What you need to do –
Convert the lines below into a numbered list, leaving out any blank lines. Include only the lines from the one containing "In this picture, where can the green" through the one containing "point(399, 499)", with both of those lines included.

-*-

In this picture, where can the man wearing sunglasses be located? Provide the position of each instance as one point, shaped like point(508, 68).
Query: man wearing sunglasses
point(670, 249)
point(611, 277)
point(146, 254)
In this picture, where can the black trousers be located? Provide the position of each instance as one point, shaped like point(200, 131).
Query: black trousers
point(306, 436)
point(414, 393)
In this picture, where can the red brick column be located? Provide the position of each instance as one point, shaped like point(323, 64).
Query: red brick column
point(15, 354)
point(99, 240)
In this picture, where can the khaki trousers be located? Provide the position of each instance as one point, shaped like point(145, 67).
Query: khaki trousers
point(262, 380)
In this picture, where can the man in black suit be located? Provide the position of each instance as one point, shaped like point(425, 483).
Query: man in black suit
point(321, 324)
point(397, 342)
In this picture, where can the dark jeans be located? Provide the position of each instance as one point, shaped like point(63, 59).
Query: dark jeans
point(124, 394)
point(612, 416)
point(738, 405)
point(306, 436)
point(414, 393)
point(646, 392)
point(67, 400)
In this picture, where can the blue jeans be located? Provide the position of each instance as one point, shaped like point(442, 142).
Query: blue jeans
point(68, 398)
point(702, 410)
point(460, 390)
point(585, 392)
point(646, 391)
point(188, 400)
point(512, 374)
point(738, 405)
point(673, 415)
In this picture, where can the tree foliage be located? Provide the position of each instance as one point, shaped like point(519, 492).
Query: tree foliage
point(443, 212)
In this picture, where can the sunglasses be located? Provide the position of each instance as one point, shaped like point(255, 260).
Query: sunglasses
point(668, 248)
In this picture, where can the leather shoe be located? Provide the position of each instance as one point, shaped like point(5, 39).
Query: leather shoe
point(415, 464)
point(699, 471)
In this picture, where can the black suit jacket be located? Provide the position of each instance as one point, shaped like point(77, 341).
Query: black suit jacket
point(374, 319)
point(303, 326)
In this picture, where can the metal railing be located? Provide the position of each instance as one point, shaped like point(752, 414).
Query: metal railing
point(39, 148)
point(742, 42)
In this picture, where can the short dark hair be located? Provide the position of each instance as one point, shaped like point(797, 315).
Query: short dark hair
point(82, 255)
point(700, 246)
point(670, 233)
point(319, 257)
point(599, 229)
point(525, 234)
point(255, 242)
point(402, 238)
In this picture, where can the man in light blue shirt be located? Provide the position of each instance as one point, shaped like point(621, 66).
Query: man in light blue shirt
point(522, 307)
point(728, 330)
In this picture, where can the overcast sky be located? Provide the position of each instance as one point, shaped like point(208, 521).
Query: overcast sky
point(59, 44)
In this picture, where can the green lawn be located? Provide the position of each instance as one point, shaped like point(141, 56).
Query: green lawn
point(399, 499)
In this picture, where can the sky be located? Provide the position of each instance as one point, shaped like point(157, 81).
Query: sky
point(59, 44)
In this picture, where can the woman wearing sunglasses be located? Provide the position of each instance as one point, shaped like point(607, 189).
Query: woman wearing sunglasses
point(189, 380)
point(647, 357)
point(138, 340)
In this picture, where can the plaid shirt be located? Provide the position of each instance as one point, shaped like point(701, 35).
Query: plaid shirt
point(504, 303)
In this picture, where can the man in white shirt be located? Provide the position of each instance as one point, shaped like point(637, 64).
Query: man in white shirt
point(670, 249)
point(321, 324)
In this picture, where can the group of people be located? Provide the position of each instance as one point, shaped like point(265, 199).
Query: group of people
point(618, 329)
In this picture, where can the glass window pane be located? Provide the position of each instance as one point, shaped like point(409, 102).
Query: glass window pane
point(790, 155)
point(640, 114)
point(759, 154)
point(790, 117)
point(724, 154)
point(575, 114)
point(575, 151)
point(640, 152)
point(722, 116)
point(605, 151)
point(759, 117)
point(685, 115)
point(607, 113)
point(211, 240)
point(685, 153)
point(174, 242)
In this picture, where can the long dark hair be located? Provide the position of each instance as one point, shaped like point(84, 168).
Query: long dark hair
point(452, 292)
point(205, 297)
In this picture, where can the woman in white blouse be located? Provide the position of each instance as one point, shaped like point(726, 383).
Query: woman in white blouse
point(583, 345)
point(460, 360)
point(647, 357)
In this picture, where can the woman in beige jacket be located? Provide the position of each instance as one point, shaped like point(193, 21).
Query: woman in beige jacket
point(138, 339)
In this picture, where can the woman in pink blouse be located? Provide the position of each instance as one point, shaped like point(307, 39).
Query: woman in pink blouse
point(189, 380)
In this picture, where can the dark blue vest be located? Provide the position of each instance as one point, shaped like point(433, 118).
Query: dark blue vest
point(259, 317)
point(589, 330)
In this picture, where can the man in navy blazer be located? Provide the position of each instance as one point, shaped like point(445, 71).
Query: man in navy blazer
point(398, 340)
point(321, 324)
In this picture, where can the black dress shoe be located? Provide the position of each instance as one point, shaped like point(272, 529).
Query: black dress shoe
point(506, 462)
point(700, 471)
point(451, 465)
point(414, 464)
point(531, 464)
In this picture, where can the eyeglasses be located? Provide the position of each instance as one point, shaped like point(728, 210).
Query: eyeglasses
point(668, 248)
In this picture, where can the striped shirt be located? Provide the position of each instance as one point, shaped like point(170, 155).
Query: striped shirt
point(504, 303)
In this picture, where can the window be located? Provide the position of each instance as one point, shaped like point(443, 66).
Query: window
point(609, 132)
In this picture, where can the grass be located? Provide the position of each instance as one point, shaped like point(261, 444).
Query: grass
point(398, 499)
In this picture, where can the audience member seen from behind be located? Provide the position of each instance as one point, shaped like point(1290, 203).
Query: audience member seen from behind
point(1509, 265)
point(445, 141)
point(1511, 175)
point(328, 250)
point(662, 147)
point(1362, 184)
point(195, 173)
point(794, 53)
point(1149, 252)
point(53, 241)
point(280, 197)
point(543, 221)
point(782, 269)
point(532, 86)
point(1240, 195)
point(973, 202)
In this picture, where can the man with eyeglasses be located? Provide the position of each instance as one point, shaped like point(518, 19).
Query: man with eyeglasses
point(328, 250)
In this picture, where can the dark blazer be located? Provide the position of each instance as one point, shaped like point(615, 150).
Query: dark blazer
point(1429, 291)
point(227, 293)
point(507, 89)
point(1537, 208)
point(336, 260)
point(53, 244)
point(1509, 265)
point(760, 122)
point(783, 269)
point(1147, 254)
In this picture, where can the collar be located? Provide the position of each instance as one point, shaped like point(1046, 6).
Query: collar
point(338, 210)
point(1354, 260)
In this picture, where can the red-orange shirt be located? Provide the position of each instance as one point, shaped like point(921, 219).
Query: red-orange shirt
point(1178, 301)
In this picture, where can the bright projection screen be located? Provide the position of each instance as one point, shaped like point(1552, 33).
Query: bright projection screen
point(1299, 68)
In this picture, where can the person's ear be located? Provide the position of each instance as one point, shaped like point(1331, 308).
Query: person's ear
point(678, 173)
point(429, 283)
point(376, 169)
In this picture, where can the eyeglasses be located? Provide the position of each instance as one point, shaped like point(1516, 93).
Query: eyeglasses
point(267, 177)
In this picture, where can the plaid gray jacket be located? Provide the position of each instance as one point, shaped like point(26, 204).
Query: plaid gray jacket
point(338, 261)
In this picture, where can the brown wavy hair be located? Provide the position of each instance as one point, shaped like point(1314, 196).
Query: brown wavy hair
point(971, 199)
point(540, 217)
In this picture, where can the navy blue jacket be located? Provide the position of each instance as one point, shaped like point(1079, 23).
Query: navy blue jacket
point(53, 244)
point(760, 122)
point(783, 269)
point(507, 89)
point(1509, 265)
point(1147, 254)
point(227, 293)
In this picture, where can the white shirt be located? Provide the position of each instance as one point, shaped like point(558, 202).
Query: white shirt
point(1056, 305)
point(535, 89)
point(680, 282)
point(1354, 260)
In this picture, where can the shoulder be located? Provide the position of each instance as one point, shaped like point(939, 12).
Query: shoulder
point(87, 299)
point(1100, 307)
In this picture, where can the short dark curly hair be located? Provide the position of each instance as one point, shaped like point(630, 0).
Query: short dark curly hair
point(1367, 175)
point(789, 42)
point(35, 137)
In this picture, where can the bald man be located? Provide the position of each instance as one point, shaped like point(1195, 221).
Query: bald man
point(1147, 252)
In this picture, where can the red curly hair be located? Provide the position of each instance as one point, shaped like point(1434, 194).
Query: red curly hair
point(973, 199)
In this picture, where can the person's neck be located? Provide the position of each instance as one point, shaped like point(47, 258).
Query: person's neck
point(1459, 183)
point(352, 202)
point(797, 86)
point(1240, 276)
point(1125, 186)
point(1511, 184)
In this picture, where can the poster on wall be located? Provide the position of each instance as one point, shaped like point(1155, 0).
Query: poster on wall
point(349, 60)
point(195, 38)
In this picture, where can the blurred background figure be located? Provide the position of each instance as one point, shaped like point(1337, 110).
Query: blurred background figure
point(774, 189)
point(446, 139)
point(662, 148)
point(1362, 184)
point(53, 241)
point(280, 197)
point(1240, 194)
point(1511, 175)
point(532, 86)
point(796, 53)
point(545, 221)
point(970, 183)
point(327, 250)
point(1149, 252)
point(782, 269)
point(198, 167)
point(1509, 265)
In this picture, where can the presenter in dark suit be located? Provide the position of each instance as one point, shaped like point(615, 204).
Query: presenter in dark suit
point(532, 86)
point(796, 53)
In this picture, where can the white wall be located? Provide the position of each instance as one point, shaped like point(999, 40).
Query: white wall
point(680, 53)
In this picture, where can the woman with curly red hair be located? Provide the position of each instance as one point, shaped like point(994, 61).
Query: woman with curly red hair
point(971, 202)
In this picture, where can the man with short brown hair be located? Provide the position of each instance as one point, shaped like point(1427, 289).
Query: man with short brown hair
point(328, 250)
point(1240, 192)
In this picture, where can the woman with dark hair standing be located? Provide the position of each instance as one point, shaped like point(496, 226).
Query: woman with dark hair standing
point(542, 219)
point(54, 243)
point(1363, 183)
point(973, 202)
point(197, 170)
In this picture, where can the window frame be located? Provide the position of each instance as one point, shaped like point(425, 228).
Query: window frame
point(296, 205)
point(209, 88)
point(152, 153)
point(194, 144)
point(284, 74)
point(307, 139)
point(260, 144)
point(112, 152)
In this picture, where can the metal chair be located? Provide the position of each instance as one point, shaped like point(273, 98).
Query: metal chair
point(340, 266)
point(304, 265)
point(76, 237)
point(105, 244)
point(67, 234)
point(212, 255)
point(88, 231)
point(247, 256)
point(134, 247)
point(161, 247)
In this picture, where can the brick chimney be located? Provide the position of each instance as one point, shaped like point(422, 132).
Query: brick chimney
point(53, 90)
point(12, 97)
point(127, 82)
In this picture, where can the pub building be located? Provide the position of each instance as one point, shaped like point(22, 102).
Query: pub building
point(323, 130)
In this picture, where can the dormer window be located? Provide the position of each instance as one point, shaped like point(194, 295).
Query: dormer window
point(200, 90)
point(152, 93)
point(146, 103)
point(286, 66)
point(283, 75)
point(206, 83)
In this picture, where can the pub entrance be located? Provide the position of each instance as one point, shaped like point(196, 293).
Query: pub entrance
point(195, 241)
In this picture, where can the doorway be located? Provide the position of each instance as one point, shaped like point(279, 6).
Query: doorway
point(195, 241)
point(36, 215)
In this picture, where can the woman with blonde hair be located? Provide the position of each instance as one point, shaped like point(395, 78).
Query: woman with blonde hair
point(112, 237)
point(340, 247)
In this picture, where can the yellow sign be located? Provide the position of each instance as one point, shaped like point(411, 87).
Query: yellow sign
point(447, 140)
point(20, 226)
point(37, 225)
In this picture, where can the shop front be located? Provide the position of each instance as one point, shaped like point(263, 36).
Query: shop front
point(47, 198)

-*-

Reply to the exercise –
1. In this picture, where can the green lawn be located? Provide the position of each instance as one point, shaped like point(141, 56).
2. Query: green lawn
3. point(399, 499)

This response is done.